Optimized unit cell (square structure) with \(\alpha = 8\) mm, \(b = 4.2\) mm, \(c = 0.5\) mm, \(l = 1.9\) mm, \(g = 0.56\) mm, and \(w = 0.32\) mm. Thickness of the copper layer (yellow color) is 35 \(\upmu \)m, while the thickness of the substrate (purple color) is 1 mm

Fig. 2

The induced charges accumulate mainly at the two edges of the squared unit-cell and response to the incident electric field component

Fig. 3

The current distribution results in anti-parallel currents, response to the incident magnetic field

The wide-angle performance of the proposed structure is tested and verified in Fig. 4 where high absorption curves, centered almost at the same frequency as the one referring to normal incidence, are acquired even for large angles of incidence. In the first case, the electric field component is parallel to the \(x\)-axis and we vary the angle theta (\(\theta \)) between the wavevector and the \(z\)-axis on the \(yz\)-plane. In the second case, we keep the magnetic field component parallel to the \(y\)-axis and modify the angle phi (\(\varphi \)) between the wavevector and the \(z\)-axis on the \(xz\)-plane as can be seen in Fig. 5. These two cases could be considered to be equivalent to the propagation of TE- and TM-polarized plane waves, due to the absorber’s four-folding symmetry around \(z\).

Fig. 4

Absorption efficiency of the proposed device for obliquely incident waves for two different cases

Fig. 5

Angles \(\varphi \) and \(\theta \) for the cases of oblique incidence

Finally, an interesting observation points out how sensitive the structure is to changes of the substrate’s dielectric properties. When the electric permittivity of the dielectric fluctuates from \(\varepsilon _{r} = 4\) to \(\varepsilon _{r} = 4.3\), the geometric features of the absorption curve remain unchanged, whereas the center frequency is shifted slowly up and down, as can be pointed out in Fig. 6. Depending on the application’s operating frequency, a small change in the dielectric properties of the substrate can significantly influence the accuracy of the results (Table 1).

Fig. 6

Absorption curves for various values of \(\varepsilon _{r}\)

Table 1 Different values of \(\varepsilon _r\)

3 Towards multi-band absorption

Designing an absorber that operates efficiently in the desired frequency band, for oblique incident waves is of major importance when at the same time it can work as a multi- or broad-band absorber. Multi-band metamaterial absorbers can be implemented by properly scaling the original structure. Specifically, by multiplying the dimensions of the original S-ERR along the \(x\)- and \(y\)-axis by a scaling factor \(s\), the center absorption frequency can be downshifted (\(s > 1\)) or up-shifted (\(s < 1\)), without changing the absorption curve’s original shape and bandwidth. This property, frequently called metamaterial scalability property, will be, herein, used for the synthesis of multi-band absorbers. This feature can also be used to offer broad-band absorbers [14, 15] by very slightly changing the scaling. Using this technique, it is possible to create multiple resonance bands and if the resonances are close enough in frequency to one another, to create a broad-band single peak. It is important to highlight that no scaling is applied along the \(z\)-direction, since the metal thickness has no effect on the behaviour of the absorbers. An example confirming the scalability feature for different scales of the original structure is presented in (Fig. 7; Table 2).

=====

DO THIS >> Could you write out the absorber excerpt again from "The wide-angle performance" to "symmetry around \(z\).", switching "wavevector" to "wave vector" throughout? The rows have nothing to do with the absorber excerpt.

SUPPLIED MATERIAL >>
=====

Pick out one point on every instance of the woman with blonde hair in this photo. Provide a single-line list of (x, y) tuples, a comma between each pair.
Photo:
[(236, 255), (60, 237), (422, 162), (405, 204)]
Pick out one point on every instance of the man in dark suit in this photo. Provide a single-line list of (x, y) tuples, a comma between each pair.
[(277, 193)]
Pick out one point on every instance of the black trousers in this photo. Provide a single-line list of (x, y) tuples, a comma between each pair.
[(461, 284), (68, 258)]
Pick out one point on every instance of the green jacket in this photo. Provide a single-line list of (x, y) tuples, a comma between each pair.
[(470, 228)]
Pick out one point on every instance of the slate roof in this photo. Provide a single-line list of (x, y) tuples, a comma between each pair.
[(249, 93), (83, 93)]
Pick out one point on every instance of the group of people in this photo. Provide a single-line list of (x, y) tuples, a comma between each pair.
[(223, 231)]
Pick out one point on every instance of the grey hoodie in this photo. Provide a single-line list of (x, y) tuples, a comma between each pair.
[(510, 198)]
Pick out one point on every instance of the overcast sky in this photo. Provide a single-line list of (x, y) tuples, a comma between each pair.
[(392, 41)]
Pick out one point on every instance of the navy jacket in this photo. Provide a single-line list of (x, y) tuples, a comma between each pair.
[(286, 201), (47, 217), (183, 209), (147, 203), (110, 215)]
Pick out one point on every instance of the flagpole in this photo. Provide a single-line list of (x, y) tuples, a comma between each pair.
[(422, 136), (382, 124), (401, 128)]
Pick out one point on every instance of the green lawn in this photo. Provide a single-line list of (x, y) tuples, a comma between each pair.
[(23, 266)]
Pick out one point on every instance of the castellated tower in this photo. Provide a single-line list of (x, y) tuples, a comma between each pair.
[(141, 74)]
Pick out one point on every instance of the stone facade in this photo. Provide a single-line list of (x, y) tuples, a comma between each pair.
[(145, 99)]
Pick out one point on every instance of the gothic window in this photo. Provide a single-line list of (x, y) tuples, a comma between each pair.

=====

EXPECTED OUTPUT >>
The wide-angle performance of the proposed structure is tested and verified in Fig. 4 where high absorption curves, centered almost at the same frequency as the one referring to normal incidence, are acquired even for large angles of incidence. In the first case, the electric field component is parallel to the \(x\)-axis and we vary the angle theta (\(\theta \)) between the wave vector and the \(z\)-axis on the \(yz\)-plane. In the second case, we keep the magnetic field component parallel to the \(y\)-axis and modify the angle phi (\(\varphi \)) between the wave vector and the \(z\)-axis on the \(xz\)-plane as can be seen in Fig. 5. These two cases could be considered to be equivalent to the propagation of TE- and TM-polarized plane waves, due to the absorber’s four-folding symmetry around \(z\).